Exercise prompt » Edit the entries starting at the line that has "the ambulance windshield" and stopping after the line that has "[(324, 165), (44, 60), (155, 64), (254, 64), (347, 194)]": give them again with "keypoint" changed to "marker" and nothing else altered.

[START OF Dataset content]

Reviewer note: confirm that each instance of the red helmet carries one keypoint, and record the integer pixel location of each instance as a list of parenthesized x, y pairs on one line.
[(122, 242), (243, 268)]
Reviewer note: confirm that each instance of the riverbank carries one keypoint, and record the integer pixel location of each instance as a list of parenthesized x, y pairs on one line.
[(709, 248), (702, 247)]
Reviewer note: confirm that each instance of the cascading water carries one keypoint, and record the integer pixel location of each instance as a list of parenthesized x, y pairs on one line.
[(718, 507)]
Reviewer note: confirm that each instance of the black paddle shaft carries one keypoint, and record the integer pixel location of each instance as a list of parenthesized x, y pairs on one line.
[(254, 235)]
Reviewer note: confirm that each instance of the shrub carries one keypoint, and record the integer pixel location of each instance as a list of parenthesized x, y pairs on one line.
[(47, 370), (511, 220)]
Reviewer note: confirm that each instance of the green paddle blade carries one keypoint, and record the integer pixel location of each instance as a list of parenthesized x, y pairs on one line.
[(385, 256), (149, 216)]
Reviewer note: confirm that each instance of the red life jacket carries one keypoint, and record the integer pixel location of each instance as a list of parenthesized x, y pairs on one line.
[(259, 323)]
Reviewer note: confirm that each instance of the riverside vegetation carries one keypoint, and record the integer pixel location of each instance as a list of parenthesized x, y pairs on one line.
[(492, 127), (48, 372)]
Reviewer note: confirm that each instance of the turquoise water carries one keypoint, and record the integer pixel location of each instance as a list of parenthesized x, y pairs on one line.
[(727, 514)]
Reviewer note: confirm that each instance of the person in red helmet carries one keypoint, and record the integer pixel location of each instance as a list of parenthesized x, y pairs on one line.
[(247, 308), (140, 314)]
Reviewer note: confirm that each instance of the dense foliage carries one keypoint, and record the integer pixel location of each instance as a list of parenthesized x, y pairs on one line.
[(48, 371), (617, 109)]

[END OF Dataset content]
[START OF Dataset content]

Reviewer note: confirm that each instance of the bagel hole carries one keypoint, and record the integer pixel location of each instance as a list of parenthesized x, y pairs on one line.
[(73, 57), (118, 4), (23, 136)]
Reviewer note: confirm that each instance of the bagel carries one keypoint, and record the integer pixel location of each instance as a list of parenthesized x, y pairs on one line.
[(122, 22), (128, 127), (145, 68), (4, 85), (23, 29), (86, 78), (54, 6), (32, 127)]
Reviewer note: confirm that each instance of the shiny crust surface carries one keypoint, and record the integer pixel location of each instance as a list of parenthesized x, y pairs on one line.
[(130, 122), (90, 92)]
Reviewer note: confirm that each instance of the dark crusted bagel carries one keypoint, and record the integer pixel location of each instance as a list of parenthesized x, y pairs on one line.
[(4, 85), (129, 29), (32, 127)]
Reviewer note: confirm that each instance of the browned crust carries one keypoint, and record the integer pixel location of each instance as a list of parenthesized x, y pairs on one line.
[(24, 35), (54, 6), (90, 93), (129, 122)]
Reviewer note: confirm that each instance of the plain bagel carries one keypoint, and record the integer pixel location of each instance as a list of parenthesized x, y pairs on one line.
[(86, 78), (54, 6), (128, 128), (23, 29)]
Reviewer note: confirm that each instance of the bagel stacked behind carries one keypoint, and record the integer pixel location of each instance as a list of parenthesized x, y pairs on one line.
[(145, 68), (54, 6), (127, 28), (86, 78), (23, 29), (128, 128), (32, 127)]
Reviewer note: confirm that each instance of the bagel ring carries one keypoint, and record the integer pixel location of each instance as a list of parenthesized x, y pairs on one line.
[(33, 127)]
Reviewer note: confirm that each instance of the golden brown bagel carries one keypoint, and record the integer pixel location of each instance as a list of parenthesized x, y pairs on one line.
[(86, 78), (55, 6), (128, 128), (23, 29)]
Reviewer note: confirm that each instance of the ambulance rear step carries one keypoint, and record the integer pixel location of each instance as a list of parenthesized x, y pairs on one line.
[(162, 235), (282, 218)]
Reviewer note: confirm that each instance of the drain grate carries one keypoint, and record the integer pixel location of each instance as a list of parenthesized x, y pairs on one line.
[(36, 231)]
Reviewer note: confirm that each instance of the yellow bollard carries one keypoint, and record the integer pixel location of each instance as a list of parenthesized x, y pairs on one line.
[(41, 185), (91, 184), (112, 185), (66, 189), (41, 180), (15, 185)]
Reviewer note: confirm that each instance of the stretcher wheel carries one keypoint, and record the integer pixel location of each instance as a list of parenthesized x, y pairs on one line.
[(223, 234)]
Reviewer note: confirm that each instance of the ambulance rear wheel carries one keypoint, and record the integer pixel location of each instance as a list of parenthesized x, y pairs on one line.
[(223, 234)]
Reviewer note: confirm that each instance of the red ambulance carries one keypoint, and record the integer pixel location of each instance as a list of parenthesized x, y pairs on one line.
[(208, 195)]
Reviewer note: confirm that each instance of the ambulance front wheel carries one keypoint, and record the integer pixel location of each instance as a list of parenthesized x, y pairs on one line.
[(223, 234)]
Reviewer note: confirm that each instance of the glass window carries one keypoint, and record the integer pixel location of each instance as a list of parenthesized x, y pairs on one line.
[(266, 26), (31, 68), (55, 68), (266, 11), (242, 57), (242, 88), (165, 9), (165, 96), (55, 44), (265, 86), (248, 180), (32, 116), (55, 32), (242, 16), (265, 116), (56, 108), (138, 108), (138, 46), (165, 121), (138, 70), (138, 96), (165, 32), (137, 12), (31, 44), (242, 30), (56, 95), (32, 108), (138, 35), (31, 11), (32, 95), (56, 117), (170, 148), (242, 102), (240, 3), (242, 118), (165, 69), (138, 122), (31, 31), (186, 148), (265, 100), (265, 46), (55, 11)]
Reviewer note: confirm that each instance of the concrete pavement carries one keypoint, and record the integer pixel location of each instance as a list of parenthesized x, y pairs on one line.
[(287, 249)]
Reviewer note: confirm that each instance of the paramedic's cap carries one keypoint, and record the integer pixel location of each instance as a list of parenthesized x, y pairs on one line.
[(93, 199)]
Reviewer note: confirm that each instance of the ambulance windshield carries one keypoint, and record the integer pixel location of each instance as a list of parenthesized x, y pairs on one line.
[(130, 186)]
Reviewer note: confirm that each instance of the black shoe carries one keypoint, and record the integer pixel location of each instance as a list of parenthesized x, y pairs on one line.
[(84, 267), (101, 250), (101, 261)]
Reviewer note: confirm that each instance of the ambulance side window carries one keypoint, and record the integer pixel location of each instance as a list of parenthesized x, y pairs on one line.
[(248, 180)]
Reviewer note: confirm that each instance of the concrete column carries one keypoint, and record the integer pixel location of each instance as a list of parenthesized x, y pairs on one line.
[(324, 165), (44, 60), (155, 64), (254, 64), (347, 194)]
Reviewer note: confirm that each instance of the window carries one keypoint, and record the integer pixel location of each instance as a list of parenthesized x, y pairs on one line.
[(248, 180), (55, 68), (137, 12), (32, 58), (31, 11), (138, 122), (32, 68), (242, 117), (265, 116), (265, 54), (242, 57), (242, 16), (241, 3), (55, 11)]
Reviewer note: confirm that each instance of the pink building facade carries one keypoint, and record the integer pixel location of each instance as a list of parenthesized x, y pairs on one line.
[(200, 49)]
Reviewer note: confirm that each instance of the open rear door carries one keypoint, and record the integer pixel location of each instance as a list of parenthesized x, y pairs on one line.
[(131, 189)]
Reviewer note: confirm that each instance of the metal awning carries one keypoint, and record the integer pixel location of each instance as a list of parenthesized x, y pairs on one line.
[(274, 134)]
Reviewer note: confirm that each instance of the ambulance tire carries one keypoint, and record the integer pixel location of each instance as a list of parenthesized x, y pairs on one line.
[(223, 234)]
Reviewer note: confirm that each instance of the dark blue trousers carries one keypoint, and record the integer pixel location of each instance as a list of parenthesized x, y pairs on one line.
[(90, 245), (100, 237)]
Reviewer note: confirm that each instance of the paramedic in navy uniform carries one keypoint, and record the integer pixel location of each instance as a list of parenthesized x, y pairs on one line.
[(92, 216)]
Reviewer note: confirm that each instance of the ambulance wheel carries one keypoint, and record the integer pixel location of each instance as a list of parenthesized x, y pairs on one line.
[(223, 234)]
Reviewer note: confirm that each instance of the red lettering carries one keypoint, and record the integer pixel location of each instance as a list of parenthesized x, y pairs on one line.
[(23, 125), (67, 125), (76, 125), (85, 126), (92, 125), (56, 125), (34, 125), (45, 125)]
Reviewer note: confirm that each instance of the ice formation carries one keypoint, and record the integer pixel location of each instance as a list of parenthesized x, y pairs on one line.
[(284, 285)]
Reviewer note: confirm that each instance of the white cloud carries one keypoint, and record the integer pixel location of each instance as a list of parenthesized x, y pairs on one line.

[END OF Dataset content]
[START OF Dataset content]

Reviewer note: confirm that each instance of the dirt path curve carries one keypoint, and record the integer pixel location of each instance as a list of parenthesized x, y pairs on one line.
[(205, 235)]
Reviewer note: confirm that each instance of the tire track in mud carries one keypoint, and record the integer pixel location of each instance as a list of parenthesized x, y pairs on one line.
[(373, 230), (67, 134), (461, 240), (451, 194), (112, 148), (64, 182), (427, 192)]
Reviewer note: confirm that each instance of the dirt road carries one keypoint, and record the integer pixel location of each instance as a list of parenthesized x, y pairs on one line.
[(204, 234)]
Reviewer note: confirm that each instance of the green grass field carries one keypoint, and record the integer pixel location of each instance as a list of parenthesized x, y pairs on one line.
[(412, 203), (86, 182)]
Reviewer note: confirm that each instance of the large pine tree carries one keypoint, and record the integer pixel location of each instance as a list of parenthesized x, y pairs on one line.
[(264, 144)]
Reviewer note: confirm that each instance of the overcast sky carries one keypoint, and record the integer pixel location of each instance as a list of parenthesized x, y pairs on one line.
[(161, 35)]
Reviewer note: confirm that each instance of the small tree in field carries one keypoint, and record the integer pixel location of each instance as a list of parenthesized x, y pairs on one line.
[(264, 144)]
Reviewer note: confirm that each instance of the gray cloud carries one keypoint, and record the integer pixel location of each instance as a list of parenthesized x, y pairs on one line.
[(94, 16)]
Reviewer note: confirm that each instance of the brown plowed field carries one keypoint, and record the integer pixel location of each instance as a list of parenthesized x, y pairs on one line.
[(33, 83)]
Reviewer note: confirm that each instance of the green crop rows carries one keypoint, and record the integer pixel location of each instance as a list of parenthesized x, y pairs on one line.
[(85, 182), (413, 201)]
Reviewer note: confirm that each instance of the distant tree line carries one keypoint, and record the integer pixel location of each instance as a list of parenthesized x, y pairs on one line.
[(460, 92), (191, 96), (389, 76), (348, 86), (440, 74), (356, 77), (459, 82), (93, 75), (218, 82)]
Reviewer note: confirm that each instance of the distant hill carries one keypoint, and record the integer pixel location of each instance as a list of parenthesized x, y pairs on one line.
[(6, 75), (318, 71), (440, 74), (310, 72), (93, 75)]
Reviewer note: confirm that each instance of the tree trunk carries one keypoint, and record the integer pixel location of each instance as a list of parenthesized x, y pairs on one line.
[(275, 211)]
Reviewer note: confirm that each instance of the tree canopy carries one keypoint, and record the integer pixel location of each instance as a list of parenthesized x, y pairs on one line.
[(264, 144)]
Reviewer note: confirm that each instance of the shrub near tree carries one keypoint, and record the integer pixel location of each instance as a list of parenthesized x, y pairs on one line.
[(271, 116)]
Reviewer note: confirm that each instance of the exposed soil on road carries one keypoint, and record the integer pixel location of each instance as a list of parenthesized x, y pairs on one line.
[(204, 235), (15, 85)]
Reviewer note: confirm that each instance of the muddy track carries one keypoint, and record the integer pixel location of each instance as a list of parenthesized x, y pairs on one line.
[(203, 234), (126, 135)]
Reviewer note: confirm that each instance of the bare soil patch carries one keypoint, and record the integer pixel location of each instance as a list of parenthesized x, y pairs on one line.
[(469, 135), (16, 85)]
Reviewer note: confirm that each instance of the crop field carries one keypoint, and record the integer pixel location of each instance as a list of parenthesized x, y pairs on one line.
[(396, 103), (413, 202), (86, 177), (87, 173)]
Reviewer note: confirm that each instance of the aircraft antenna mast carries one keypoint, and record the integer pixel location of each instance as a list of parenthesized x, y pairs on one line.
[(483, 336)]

[END OF Dataset content]

Solved problem »
Reviewer note: confirm that each instance of the ambulance windshield carries one marker, and record the integer pixel location of each instance as a list of parenthesized x, y pairs on one line.
[(130, 186)]
Reviewer note: confirm that each instance of the black shoe carries one marker, and record the integer pixel location of each instance as a list of parenthesized x, y pairs on one line.
[(84, 267), (101, 250), (101, 261)]
Reviewer note: confirm that each instance of the ambulance side window carries one marker, and record the integer pixel location of each instance as a list of parenthesized x, y pairs on one line.
[(248, 180)]
Reviewer note: confirm that each instance of the concrete column carries one marker, and record the integer pixel location of each instance as a list of parenthesized x, y pairs on one line.
[(324, 165), (44, 60), (155, 64), (254, 64), (347, 194)]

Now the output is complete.